• **ÉNONCÉ DU PROBLÈME**:
Rédigez la suite de l'arrêt de la cour d'appel de Versailles, s'il vous plaît, en reprenant juste après sa dernière phrase.

COUR D'APPEL
DE
VERSAILLES
Code nac : 51Z
1ère chambre 2ème section
ARRET N°
CONTRADICTOIRE
DU 01 AVRIL 2014
R.G. N° 13/04382
AFFAIRE :
[K] [B]
C/
[V] [U] [X] [D] [R]
Décision déférée à la cour : Jugement rendu(e) le 28 Mars 2013 par le Tribunal d'Instance de COURBEVOIE
N° Chambre :
N° Section :
N° RG : 1112001005
Expéditions exécutoires
Expéditions
Copies
délivrées le :
à :
Me Sabine PUISSET-DHUMERELE
Me Pascal LANGLET
RÉPUBLIQUE FRANÇAISE
AU NOM DU PEUPLE FRANÇAIS
LE PREMIER AVRIL DEUX MILLE QUATORZE,
La cour d'appel de VERSAILLES, a rendu l'arrêt suivant dans l'affaire entre :
Madame [K] [B]
née le [Date naissance 1] 1971 à [Localité 4]
de nationalité Française
[Adresse 1]
[Localité 2]
Représentée par Me Sabine PUISSET-DHUMERELLE, Plaidant/Postulant, avocat au barreau de HAUTS-DE-SEINE, vestiaire : PN21
APPELANTE
****************
Monsieur [V] [U] [X] [D] [R]
né le [Date naissance 2] 1941 à [Localité 3]
de nationalité Française
[Adresse 3]
[Localité 1]
Représenté par Me Pascal LANGLET de la SELARL LANGLET ET ASSOCIES, Plaidant/Postulant, avocat au barreau de VAL DOISE, vestiaire : 54 - N° du dossier 12001
INTIME
****************
Composition de la cour :
En application des dispositions de l'article 786 du code de procédure civile, l'affaire a été débattue à l'audience publique du 30 Janvier 2014 les avocats des parties ne s'y étant pas opposés, devant M. Serge PORTELLI, Président chargé du rapport.
Ce magistrat a rendu compte des plaidoiries dans le délibéré de la cour, composée de :
M. Serge PORTELLI, Président,
Madame Sylvie FETIZON, Conseiller,
Monsieur Denis ARDISSON, Conseiller,
Greffier, lors des débats : Madame Marie-Pierre QUINCY,
FAITS ET PROCEDURE,
Le 15 novembre 2002, M. [R] a loué à Mme [B] un appartement au [Adresse 2]. Par acte d'huissier du 28 avril 2011, le bailleur a signifié à Mme [B] un congé pour vente, la fin du bail étant fixée au 14 novembre 2011.
Le 7 octobre 2011, M. [R] a signé un compromis de vente précisant que l'acte authentique devrait être établi au plus tard le 29 décembre 2011 et que le bien serait libre de toute location ou occupation le jour de l'entrée en jouissance.
Par acte d'huissier du 12 octobre 2011, M. [R] a notifié à Mme [B] son droit de substitution en application de l'article 15-II de la loi du 6 juillet 1989, lui indiquant qu'un acheteur était prêt à acquérir le bien pour un montant de 308.000€ et qu'elle était en droit de se porter également acquéreuse.

• **DONNÉES BRUTES**:
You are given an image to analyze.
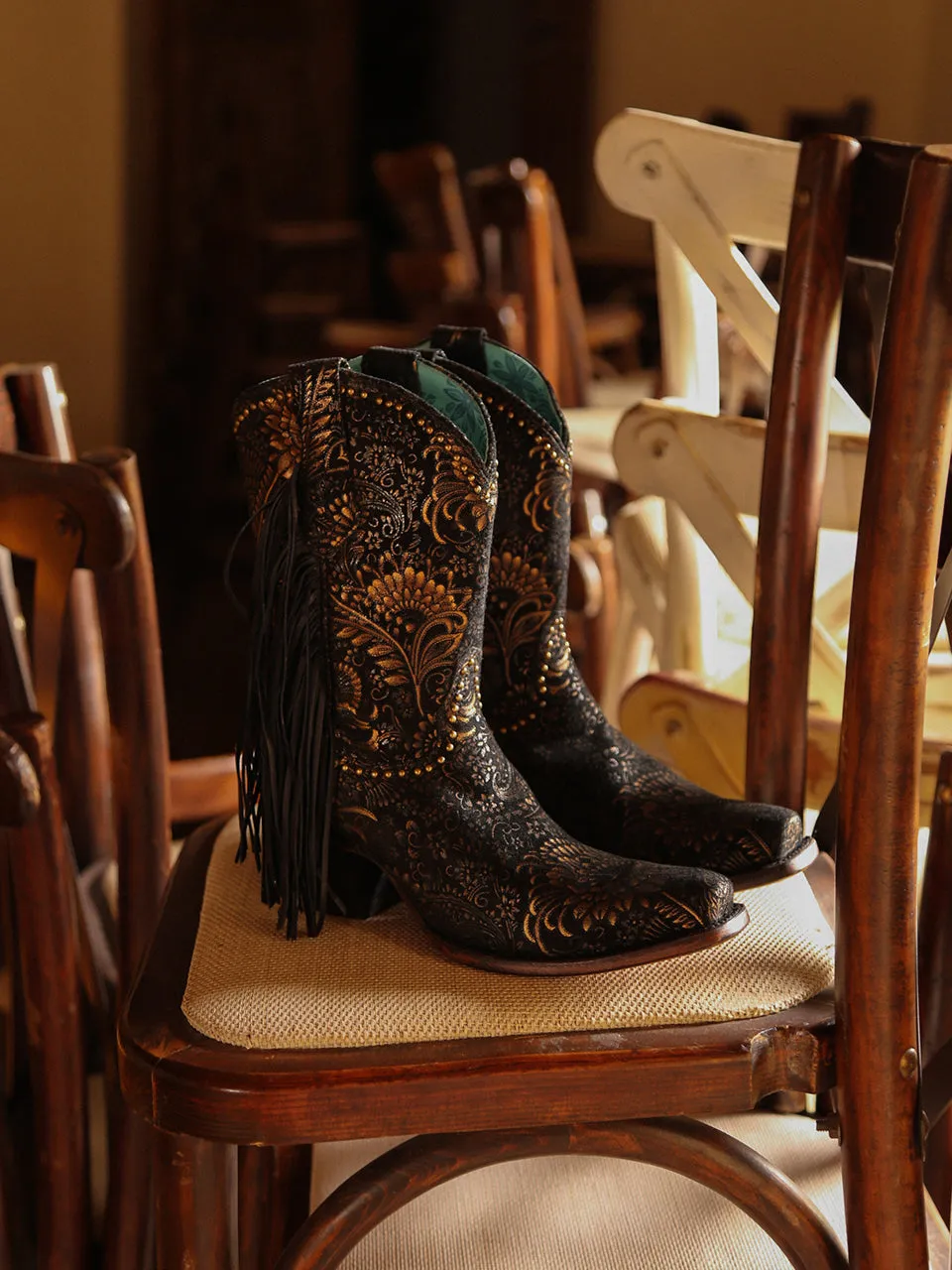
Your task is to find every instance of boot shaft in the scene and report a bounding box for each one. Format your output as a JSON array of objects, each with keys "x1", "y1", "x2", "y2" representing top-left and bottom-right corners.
[{"x1": 430, "y1": 326, "x2": 577, "y2": 736}]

• **RÉSULTAT OBTENU**:
Mme [B] n'a pas voulu bénéficier de cette possibilité et l'a fait savoir par courrier du 31 octobre 2011 adressé à l'huissier.
Dès lors, le congé délivré mettait un terme au bail, le 14 novembre 2011.
Le 24 novembre 2011, M. [R] a fait délivrer à Mme [B] une sommation d'avoir à quitter les lieux le 24 novembre 2011.
Le 19 janvier 2012, M. [R] a engagé en référé une procédure d'expulsion devant le tribunal de Nanterre. Mme [B] a libéré les lieux le 21 février 2012.
M. [R] a vendu l'appartement le 19 avril 2012.
M. [R] devait dès lors régler une somme de 44.308€ en application de la réforme de la taxation des plus-values immobilières concernant les ventes intervenues après le 1er février 2012.
Le 30 octobre 2012, M. [R] a fait citer Mme [B] devant le tribunal de Courbevoie afin de la voir condamner, sous le bénéfice de l'exécution provisoire, à lui payer les sommes de 44.308€ avec intérêts au taux légal à compter du 21 mai 2012, 70,18€ au titre de la taxe foncière 2012 et 5.000€ sur le fondement de l'article 700 du code de procédure civile.
Par jugement contradictoire du 28 mars 2013, le tribunal d'instance de Courbevoie a :
- condamné Mme [B] à payer à M. [R] la somme de 10.000€ à titre de dommages intérêts,
- débouté M. [R] du surplus de ses demandes,
- condamné Mme [B] aux dépens et à payer à M. [R] la somme de 1.000€ au titre de l'article 700 du code de procédure civile,
- dit n'y avoir lieu à exécution provisoire.
Mme [B] a relevé appel du jugement. Dans ses dernières conclusions, elle formule les demandes suivantes :
- infirmer le jugement,
- la décharger des condamnations prononcées contre elle en principal, intérêts, frais et accessoires,
- condamner M. [R] à lui payer la somme de 3.000€ en application de l'article 700 du code de procédure civile,
- le condamner aux entiers dépens.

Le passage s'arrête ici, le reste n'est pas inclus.